**Task requirements**. Line by line, copy the listing below exactly.

**Data**.

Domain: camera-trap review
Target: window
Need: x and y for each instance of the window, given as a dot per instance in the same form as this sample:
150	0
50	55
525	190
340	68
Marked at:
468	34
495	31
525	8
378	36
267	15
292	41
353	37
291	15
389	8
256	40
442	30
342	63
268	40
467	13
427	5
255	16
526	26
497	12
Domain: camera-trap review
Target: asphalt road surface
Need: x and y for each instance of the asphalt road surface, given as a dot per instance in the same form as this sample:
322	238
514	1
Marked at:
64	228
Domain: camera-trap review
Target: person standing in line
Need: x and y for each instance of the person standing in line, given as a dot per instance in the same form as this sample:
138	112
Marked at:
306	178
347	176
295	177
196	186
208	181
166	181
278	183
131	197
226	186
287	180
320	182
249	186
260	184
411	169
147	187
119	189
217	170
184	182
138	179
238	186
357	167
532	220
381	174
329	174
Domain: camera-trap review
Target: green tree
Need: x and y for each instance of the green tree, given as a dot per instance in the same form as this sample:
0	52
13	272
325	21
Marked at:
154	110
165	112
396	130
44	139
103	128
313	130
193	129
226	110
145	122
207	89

**Your response**.
Domain: camera-trap review
Target: window
Need: x and y for each instance of the window, given as a dot per instance in the same form as this sample:
150	0
50	55
525	190
340	68
Marked at:
468	34
495	31
525	8
378	36
267	15
292	41
353	37
291	15
389	8
256	40
442	30
342	63
268	40
467	13
427	5
255	16
526	26
497	12
Domain: camera-trap review
Target: asphalt road surface
Need: x and y for each instance of the asphalt road surface, given as a dot per instance in the same form as this sample:
322	238
514	1
Marked at:
64	228
Domain: camera-trap review
Target: person standing in line
Need: x and y for each instance of the person standing in line, given as a dot per instance in the same form as this sample:
138	112
Marked at:
306	178
347	176
295	177
196	186
208	181
166	181
278	183
131	197
226	186
287	180
320	182
249	186
260	184
411	169
147	187
119	189
217	170
184	182
138	179
238	186
357	167
532	220
381	174
329	174
Domain: camera-trap review
Target: green tree
Need: x and y for each instance of the green tree, given as a dot per instance in the same form as this sample:
0	52
13	272
325	21
Marked at:
154	110
165	112
396	130
44	139
103	128
313	130
193	129
226	110
145	122
207	89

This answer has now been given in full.